SUPPLIED TEXT:
** Begin **
More than a third of the Iranian parliament handed in resignations on Sunday to protest the decision by hard-liners to disqualify hundreds of would-be legislators in upcoming elections.

The action came a day after reformist President Mohammad Khatami, suffering severe back pain, called off an emergency Cabinet meeting that was to deal with Iran's deepening crisis over the Feb. 20 vote.

A letter of resignation signed by 109 liberal legislators was submitted to parliamentary speaker Mahdi Karrubi.

In a letter read aloud in the 290-seat Majlis, or parliament, liberal lawmaker Rajab Ali Mazrouie said that the result of elections held under restrictions imposed by the hard-line Guardian Council would be a foregone conclusion.

"An election whose result is clear beforehand is a treason to the rights and ideals of the nation," the lawmaker said during Sunday's session.

He said such elections would be "illegitimate and unacceptable to the nation."

The resignations were said to be effective immediately. However, the constitution does not stipulate for such an eventuality and it was unclear if the resignations have to be accepted by another authority or if they are final.

The furor over the vote — Iran's biggest political crisis in years — started when the 12 clerics of the unelected but powerful Guardian Council disqualified more than 3,600 of the 8,200 people who filed papers to stand for election.

After reformists' complaints, the council relented and announced the restoration of 1,160 lower-profile candidates late Friday, the deadline for appeals or other changes to the ballot. But the 2,400 prominent reformist politicians and party leaders are still disqualified.

On Saturday, Khatami had suggested his government would not go ahead with the Feb. 20 vote, which he called undemocratic because of the disqualifications.
** End **
PROVIDED RECORDS:
** Begin **
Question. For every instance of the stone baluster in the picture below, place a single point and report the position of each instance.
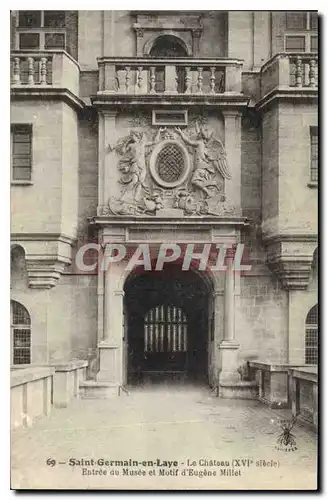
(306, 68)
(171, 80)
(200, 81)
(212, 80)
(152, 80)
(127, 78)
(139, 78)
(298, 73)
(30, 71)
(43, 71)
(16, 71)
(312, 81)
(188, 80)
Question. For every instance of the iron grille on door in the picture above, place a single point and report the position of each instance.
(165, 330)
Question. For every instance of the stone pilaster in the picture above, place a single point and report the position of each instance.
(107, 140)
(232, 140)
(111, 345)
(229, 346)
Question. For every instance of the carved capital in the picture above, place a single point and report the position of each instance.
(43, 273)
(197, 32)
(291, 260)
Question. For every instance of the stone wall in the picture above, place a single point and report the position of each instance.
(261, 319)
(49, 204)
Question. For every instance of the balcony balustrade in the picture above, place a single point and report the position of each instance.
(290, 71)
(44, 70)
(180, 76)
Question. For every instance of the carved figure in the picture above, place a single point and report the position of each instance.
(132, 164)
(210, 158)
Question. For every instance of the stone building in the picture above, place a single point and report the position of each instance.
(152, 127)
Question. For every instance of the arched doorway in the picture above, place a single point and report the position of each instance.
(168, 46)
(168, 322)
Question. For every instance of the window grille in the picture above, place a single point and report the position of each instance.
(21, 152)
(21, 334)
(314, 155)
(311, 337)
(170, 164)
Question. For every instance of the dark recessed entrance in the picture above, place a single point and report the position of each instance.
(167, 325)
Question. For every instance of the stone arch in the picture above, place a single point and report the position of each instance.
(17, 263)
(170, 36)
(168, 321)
** End **
** Begin **
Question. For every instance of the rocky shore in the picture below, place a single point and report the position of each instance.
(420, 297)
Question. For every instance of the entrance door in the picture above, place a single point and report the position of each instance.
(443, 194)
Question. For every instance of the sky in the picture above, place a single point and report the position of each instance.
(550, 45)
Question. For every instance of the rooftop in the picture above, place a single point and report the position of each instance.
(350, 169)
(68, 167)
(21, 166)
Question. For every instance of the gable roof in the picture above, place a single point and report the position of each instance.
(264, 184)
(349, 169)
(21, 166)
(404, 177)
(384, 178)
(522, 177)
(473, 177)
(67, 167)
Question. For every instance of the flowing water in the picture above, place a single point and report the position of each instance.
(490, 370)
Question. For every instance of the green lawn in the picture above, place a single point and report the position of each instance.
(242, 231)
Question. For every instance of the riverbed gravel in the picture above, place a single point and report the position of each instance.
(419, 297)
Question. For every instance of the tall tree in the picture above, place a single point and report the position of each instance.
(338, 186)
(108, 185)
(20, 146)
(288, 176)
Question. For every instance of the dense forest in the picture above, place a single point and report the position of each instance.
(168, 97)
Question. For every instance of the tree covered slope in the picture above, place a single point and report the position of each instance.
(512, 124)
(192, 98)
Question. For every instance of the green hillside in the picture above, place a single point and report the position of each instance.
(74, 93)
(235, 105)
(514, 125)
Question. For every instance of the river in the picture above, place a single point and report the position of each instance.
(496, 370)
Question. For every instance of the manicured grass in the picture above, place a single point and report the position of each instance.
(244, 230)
** End **
** Begin **
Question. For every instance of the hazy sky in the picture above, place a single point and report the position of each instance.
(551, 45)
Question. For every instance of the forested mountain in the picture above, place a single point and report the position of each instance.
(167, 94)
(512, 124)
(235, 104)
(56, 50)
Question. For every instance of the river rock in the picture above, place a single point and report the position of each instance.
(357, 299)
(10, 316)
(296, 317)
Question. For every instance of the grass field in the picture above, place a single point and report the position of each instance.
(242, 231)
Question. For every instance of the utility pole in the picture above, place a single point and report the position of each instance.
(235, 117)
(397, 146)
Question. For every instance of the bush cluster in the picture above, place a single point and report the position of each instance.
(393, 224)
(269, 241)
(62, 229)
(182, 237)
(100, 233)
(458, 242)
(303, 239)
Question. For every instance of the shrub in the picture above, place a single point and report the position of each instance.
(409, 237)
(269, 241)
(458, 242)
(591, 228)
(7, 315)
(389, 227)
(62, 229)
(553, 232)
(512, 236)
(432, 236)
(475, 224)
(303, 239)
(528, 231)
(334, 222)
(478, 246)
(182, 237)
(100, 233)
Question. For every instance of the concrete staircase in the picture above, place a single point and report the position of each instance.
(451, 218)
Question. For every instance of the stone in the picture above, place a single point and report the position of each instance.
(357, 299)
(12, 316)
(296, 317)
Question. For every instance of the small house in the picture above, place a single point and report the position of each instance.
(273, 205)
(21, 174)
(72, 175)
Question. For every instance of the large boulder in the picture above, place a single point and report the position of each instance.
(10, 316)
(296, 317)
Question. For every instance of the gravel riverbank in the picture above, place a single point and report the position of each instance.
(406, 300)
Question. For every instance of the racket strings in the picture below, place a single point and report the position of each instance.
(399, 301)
** End **
TASKS TO CARRY OUT:
1 - According to the article on the Iranian parliament resignations, how many legislators signed the resignation letter submitted to speaker Mahdi Karrubi?
2 - Reproduce the part of the article on the Iranian parliament resignations that opens with the words containing "In a letter" and closes with "they are final.", substituting "legislator" for "lawmaker".

WRITTEN ANSWERS:
1 - 109 liberal legislators signed it.

2 -
In a letter read aloud in the 290-seat Majlis, or parliament, liberal legislator Rajab Ali Mazrouie said that the result of elections held under restrictions imposed by the hard-line Guardian Council would be a foregone conclusion.

"An election whose result is clear beforehand is a treason to the rights and ideals of the nation," the legislator said during Sunday's session.

He said such elections would be "illegitimate and unacceptable to the nation."

The resignations were said to be effective immediately. However, the constitution does not stipulate for such an eventuality and it was unclear if the resignations have to be accepted by another authority or if they are final.